DATA ROWS:
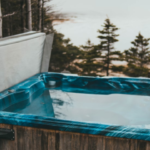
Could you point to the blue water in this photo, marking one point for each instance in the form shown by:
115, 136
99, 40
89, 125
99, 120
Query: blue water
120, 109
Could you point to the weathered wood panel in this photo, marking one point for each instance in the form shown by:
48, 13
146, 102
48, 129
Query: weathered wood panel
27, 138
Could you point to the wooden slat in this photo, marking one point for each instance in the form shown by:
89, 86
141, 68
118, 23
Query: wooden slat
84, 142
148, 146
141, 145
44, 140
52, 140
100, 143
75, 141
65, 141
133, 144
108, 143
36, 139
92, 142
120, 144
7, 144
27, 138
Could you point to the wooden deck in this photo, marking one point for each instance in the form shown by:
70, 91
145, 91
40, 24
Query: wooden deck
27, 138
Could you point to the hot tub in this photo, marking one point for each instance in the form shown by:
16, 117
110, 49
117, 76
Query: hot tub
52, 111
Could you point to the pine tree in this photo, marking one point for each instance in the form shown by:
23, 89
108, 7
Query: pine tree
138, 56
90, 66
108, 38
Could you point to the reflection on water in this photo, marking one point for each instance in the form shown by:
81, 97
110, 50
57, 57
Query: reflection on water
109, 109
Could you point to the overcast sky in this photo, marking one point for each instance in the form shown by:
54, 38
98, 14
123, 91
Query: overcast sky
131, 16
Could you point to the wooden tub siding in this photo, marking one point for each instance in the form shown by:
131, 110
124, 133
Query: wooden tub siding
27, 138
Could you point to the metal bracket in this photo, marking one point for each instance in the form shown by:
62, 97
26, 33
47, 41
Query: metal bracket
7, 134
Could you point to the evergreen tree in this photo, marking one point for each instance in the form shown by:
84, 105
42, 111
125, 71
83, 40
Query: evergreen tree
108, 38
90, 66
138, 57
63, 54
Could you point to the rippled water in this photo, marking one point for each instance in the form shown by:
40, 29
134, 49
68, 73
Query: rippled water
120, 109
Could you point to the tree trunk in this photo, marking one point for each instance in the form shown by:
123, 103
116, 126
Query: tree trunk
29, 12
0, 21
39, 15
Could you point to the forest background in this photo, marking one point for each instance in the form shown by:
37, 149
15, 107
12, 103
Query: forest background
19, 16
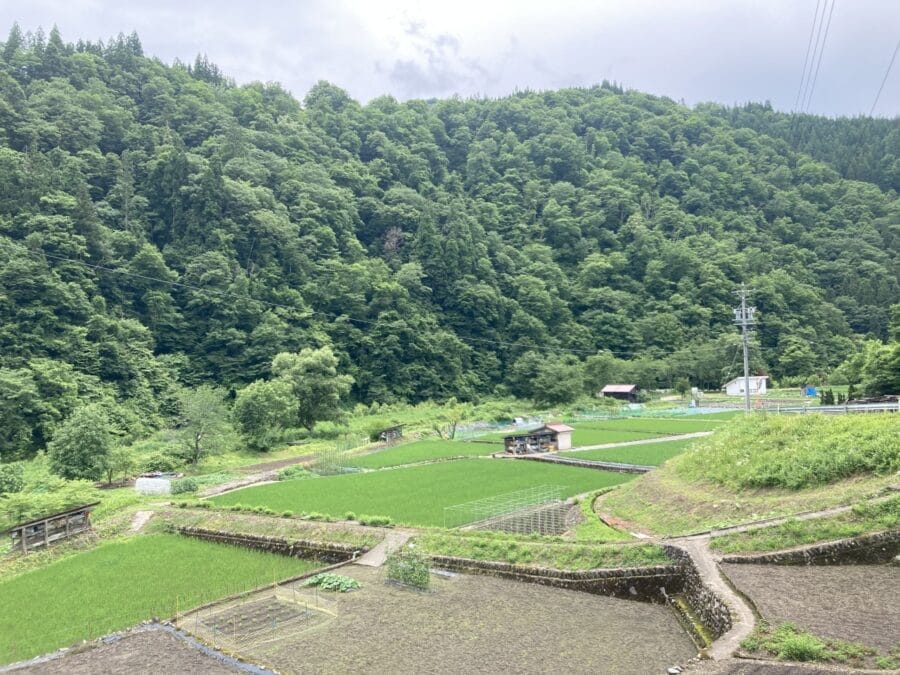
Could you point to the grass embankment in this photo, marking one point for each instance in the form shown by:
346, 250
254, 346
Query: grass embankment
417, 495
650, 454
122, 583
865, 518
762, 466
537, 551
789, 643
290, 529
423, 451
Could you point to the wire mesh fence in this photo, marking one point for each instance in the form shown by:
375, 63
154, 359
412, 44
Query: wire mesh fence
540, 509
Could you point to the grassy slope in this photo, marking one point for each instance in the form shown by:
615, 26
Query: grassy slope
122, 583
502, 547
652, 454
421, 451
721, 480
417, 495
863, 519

WHAT THIS TASK INVOLVES: Every record above should be written out again without change, except that the pictures are left out.

WRITTEN ANSWER:
Could you point to the blue water in this photo, marking one point for each instance in the form shown by:
115, 136
99, 40
89, 125
99, 120
Query: blue water
120, 109
Could you point to the weathered wood panel in this photo, marking one point for each instance in the form shown by:
48, 13
146, 102
48, 129
Query: weathered wood panel
27, 138
Could you point to the wooden slat in this photo, marking one point for each instance in the form shown by:
89, 86
141, 68
118, 23
Query: wooden slat
84, 142
148, 146
141, 145
44, 140
52, 140
100, 143
75, 141
65, 141
133, 144
108, 143
36, 139
92, 142
120, 144
7, 144
27, 138
Could you point to the wooden deck in this photo, marking one point for each instance in the form shown by:
70, 91
145, 91
40, 24
Query: wooden deck
27, 138
Could you point to the hot tub in this photo, marking one point for each instance in the form shown by:
16, 117
110, 49
117, 76
Query: hot tub
52, 111
Could you point to the pine tree in this photo, marking one point for each instance in the form shown by:
23, 89
108, 7
Query: pine tree
138, 56
90, 66
108, 38
Could you point to the reflection on water in this photo, marking one point for each instance in the form shown by:
81, 97
110, 50
57, 57
Query: reflection on water
109, 109
Could you point to the overcast sky in this photo, marking one point for each instance in the form shown by:
54, 38
98, 14
123, 91
Query: overcast sky
131, 16
Could you point to the wooden tub siding in this photo, marking one point for each instance in the form shown by:
131, 110
124, 133
Query: wooden tub siding
27, 138
Could you point to the metal bracket in this photo, marking one point for each instance in the form shown by:
62, 97
26, 33
47, 41
Query: metal bracket
7, 134
Could you point to the evergreen tree in this photo, marking one point for each instance in the form shown by:
84, 105
42, 111
125, 71
83, 40
Query: evergreen tree
108, 38
90, 66
138, 57
63, 54
Could you point to the rippled water in this photo, marking one point for each instance in the form shown by:
40, 29
134, 49
68, 73
Query: rippled water
120, 109
Could you point to the tree trunk in this photo, marking one point for each instance in the form shown by:
123, 103
116, 126
Query: tree trunk
29, 12
0, 21
39, 15
Could you point to the forest background in this photo, marking one point for each instance in the form shown by:
37, 149
15, 107
12, 103
Query: forest background
19, 16
Could you point to the grass embankment in this photo, marking one point for each instance in the form shown by:
346, 250
254, 346
Query: grass embankment
417, 495
650, 454
122, 583
865, 518
762, 466
537, 551
789, 643
290, 529
423, 451
Could you point to the wire mesh fence in this photo, marking one point for each instance in the form shown by:
375, 63
154, 359
412, 44
Query: wire mesh fence
540, 509
Could you point to the grassy slope in this photo, marking one point for each instance in the form shown by:
615, 26
Query: grassy slope
122, 583
502, 547
652, 454
421, 451
721, 480
417, 495
863, 519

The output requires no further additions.